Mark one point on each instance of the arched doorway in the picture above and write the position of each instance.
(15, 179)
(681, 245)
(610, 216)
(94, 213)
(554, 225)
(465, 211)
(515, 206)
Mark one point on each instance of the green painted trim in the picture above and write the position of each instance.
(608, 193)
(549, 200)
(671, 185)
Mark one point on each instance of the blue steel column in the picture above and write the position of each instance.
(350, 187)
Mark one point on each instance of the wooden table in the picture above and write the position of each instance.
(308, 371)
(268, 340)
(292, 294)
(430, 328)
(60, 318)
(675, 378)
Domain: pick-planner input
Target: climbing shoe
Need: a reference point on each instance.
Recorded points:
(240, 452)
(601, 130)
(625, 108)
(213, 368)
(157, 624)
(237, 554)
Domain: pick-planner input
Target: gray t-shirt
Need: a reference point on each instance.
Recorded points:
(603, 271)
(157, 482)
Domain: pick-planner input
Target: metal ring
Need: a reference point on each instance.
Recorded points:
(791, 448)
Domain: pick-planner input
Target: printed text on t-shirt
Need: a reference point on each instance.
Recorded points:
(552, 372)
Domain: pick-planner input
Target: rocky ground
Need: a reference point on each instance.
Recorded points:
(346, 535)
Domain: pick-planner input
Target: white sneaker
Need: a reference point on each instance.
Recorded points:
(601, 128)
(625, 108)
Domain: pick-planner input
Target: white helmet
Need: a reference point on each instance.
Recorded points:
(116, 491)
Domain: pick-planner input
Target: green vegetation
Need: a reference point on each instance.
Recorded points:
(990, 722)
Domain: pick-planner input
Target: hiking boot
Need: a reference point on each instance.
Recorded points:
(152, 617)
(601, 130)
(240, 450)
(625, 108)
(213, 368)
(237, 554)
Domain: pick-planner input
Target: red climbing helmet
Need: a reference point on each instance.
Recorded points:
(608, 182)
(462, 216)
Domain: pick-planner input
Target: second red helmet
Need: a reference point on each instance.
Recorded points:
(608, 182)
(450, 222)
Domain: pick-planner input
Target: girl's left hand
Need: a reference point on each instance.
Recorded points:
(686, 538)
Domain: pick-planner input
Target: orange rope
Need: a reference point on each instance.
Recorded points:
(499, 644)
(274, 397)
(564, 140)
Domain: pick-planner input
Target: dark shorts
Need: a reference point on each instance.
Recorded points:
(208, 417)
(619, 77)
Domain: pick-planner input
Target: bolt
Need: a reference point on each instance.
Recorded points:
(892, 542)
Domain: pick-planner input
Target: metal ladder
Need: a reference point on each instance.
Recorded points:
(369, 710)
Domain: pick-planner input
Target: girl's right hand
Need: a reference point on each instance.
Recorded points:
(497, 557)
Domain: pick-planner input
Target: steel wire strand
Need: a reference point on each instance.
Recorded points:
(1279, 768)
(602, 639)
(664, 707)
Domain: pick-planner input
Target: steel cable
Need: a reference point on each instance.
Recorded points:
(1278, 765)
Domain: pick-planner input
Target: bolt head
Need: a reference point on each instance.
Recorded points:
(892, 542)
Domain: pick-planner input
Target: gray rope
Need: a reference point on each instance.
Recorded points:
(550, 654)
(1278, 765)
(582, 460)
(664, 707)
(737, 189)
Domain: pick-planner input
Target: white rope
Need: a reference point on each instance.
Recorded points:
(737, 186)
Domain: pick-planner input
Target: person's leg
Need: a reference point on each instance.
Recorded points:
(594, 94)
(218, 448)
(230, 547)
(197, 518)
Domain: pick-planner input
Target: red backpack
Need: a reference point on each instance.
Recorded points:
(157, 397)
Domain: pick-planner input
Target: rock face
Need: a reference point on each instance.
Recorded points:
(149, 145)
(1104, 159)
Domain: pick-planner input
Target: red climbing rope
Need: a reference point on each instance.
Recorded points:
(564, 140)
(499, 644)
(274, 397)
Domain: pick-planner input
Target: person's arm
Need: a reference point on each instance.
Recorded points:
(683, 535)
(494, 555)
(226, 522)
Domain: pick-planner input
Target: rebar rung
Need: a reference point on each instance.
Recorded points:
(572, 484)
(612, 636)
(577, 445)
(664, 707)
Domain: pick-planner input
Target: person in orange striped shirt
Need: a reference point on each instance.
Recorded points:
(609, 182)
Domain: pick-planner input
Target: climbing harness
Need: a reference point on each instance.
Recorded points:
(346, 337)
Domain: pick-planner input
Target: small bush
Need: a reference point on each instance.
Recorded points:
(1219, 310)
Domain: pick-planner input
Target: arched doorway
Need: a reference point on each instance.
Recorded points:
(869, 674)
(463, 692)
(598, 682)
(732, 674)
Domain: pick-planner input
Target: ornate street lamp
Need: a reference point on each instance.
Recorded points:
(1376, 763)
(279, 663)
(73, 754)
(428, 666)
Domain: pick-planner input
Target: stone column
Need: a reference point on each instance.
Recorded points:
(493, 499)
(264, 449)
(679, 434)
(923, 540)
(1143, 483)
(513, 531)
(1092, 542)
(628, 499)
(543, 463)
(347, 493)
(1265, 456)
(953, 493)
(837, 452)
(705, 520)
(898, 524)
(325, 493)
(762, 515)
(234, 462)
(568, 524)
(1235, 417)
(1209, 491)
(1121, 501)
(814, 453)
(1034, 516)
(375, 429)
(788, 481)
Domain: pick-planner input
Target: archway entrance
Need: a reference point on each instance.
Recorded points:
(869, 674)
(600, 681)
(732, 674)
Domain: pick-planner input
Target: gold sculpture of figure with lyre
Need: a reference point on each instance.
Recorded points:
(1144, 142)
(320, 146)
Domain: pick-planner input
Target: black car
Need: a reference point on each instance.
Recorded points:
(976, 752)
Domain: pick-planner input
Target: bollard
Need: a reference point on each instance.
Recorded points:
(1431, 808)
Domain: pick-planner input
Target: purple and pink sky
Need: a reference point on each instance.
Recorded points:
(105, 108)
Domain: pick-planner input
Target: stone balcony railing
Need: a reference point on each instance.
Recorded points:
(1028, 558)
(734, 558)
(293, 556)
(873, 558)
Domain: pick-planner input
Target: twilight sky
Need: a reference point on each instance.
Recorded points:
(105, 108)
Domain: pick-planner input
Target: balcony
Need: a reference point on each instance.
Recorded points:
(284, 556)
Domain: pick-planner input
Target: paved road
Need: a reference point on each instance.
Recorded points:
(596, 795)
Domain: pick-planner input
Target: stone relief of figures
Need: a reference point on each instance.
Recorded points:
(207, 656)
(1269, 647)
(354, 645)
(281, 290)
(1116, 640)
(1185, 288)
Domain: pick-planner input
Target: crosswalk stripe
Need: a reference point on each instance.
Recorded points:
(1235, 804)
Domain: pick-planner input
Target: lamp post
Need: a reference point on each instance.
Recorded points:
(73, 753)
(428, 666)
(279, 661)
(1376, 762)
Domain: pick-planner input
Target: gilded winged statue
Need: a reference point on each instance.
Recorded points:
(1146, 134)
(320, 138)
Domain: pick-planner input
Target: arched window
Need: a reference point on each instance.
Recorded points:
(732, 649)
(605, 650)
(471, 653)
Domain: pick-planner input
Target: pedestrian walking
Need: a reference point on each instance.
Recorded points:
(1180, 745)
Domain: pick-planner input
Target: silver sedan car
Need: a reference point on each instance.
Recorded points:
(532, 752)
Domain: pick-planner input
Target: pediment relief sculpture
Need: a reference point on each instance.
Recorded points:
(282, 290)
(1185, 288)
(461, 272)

━━━━━━━━

STATED GOAL
Transcribe every entry verbatim.

ANSWER FOR THIS EXERCISE
Mark one point on each instance of the arched doorway in the picture above and write the position of each instance.
(15, 179)
(681, 245)
(610, 216)
(94, 213)
(554, 225)
(465, 211)
(515, 206)
Mark one point on each instance of the green painted trim in the picture above and write the position of each instance.
(608, 193)
(549, 200)
(671, 185)
Mark one point on each instance of the blue steel column in the picture above and write the position of each instance.
(350, 187)
Mark one point on each instance of the wooden table in the picture above and write the position of each instance.
(308, 371)
(268, 340)
(292, 294)
(430, 328)
(60, 318)
(675, 378)
Domain: pick-planner input
Target: climbing shoe
Need: a reference point on each instance.
Recorded points:
(240, 452)
(601, 130)
(625, 108)
(213, 368)
(157, 624)
(237, 554)
Domain: pick-planner input
Target: gray t-shirt
Need: a reference point on each instance.
Recorded points:
(603, 271)
(157, 482)
Domain: pick-planner input
Target: metal ring
Need: a reference point on each instance.
Recorded points:
(791, 448)
Domain: pick-planner input
Target: printed text on t-shirt
Need: a reference point on each instance.
Recorded points:
(552, 372)
Domain: pick-planner input
Target: rocky ground
Need: a reference point on each instance.
Recorded points:
(346, 535)
Domain: pick-planner input
Target: white sneaker
Need: a reference point on each instance.
Recorded points:
(601, 128)
(625, 108)
Domain: pick-planner input
Target: white helmet
Need: a reference point on each instance.
Recorded points:
(116, 491)
Domain: pick-planner input
Target: green vegetation
Need: a reference point on each instance.
Recorded points:
(990, 722)
Domain: pick-planner input
Target: hiking boot
Need: a reference point on each instance.
Recorded points:
(152, 617)
(601, 130)
(240, 450)
(625, 108)
(213, 368)
(237, 554)
Domain: pick-planner input
Target: red climbing helmet
Need: a reference point on each instance.
Recorded points:
(608, 182)
(462, 216)
Domain: pick-planner input
Target: second red helmet
Need: a reference point on each instance.
Recorded points:
(608, 182)
(450, 222)
Domain: pick-planner input
Target: girl's left hand
Need: a reference point on each instance.
Recorded points:
(686, 538)
Domain: pick-planner input
Target: orange rope
Need: a reference point on each instance.
Recorded points:
(499, 644)
(274, 397)
(564, 140)
Domain: pick-planner input
Target: dark shorts
Need: a reference point on each instance.
Recorded points:
(208, 417)
(619, 77)
Domain: pick-planner input
Target: bolt
Need: a reference point on each instance.
Recorded points:
(892, 542)
Domain: pick-planner input
Target: metal ladder
Need: a reference point on each instance.
Recorded points:
(369, 710)
Domain: pick-planner input
Target: girl's right hand
Need: a reference point on each instance.
Recorded points:
(497, 557)
Domain: pick-planner input
Target: steel wire strand
Need: a reference point on each instance.
Recorded points:
(1279, 768)
(602, 639)
(664, 707)
Domain: pick-planner input
Target: steel cable
Need: a reference point on each instance.
Recorded points:
(1278, 765)
Domain: pick-planner input
Target: bolt head
Need: a reference point on each instance.
Recorded points:
(892, 542)
Domain: pick-planner input
Target: gray rope
Need: a reference point on each instance.
Recorded points:
(550, 654)
(1278, 765)
(582, 460)
(664, 707)
(737, 189)
Domain: pick-planner input
Target: white rope
Need: a reference point on each instance.
Recorded points:
(737, 186)
Domain: pick-planner input
Target: person's leg
Need: a reference point on each instance.
Recorded points:
(594, 94)
(218, 448)
(230, 547)
(197, 518)
Domain: pick-planner input
Target: red backpack
Need: a reference point on each instance.
Recorded points:
(157, 397)
Domain: pick-planner input
Target: rock face
Need: a reference point on each instance.
Recorded points:
(149, 145)
(1104, 159)
Domain: pick-planner input
Target: red climbing rope
Need: a reference point on each instance.
Recorded points:
(564, 140)
(499, 644)
(274, 397)
Domain: pick-planner input
Target: person's arm
Need: a reference point on each instance.
Recorded points:
(683, 535)
(494, 555)
(226, 522)
Domain: pick-planner input
Target: rebar rung
Need: a reference point on each instance.
Recorded points:
(572, 484)
(612, 636)
(577, 445)
(664, 707)
Domain: pick-planner input
Target: person in orange striped shirt
Need: a reference point on each instance.
Recorded points:
(609, 182)
Domain: pick-planner input
Target: climbing harness
Need: a reference point on each instance.
Recorded points:
(346, 337)
Domain: pick-planner input
Target: small bush
Need: a reference point on each instance.
Recorded points:
(1219, 310)
Domain: pick-planner input
Target: arched doorway
Need: a reference point on each instance.
Recorded points:
(869, 674)
(463, 692)
(598, 682)
(732, 674)
Domain: pick-planner input
Target: ornate street lamp
Need: a reference point on each instance.
Recorded points:
(1376, 763)
(279, 663)
(73, 754)
(428, 666)
Domain: pick-planner input
Target: stone column
Need: a reference point on each instance.
Recorded points:
(493, 499)
(264, 449)
(679, 434)
(923, 540)
(1143, 483)
(513, 531)
(1092, 542)
(628, 499)
(543, 463)
(347, 493)
(1265, 456)
(953, 493)
(837, 452)
(705, 520)
(898, 524)
(325, 493)
(762, 515)
(234, 462)
(568, 524)
(1235, 417)
(1209, 491)
(1121, 501)
(814, 453)
(1034, 516)
(375, 429)
(788, 481)
Domain: pick-planner input
Target: archway entrance
Need: a reference point on each instance.
Recorded points:
(869, 674)
(600, 681)
(732, 674)
Domain: pick-planner input
Target: gold sculpture of figure with lyre
Need: a reference point on each instance.
Recorded points:
(1144, 142)
(320, 146)
Domain: pick-planner input
Target: black car
Need: a reference point on each instance.
Recorded points:
(976, 752)
Domain: pick-planner input
Target: bollard
Need: a reference point on each instance.
Recorded points:
(1431, 808)
Domain: pick-planner input
Target: purple and pink sky
Need: a reference point on each instance.
Recorded points:
(105, 108)
Domain: pick-planner input
Target: stone balcony railing
Need: a reference point on each instance.
Recorded points:
(1028, 558)
(734, 558)
(293, 556)
(873, 558)
Domain: pick-planner input
Target: twilight sky
Need: a reference point on each instance.
Recorded points:
(105, 108)
Domain: pick-planner input
Target: balcony
Need: a reference point on each instance.
Recorded points:
(284, 556)
Domain: pick-planner input
Target: paved road
Need: a reference point on each instance.
Recorded points:
(596, 795)
Domain: pick-planner input
Target: stone relief of figures
Need: a reference point on each instance.
Recorded points:
(207, 656)
(1269, 647)
(354, 645)
(281, 290)
(1116, 640)
(1185, 288)
Domain: pick-planner input
Target: crosswalk stripe
Need: a reference point on each instance.
Recorded points:
(1235, 804)
Domain: pick-planner input
Target: lamp post
Need: a reference point on each instance.
Recorded points:
(73, 753)
(428, 666)
(279, 661)
(1376, 762)
Domain: pick-planner input
Target: gilded winged statue
Need: a reference point on each instance.
Recorded points:
(1146, 134)
(320, 138)
Domain: pick-planner input
Target: arched window
Need: a reference point on each instance.
Recorded points:
(732, 649)
(605, 650)
(471, 653)
Domain: pick-planner input
Target: pedestrian walking
Need: a reference point on each instance.
Recorded points:
(1180, 745)
Domain: pick-planner input
Target: silver sedan car
Need: a reference point on each instance.
Recorded points:
(532, 752)
Domain: pick-planner input
Target: pediment relief sculpture
Need: a reference point on each instance.
Recorded points:
(282, 290)
(1185, 288)
(461, 272)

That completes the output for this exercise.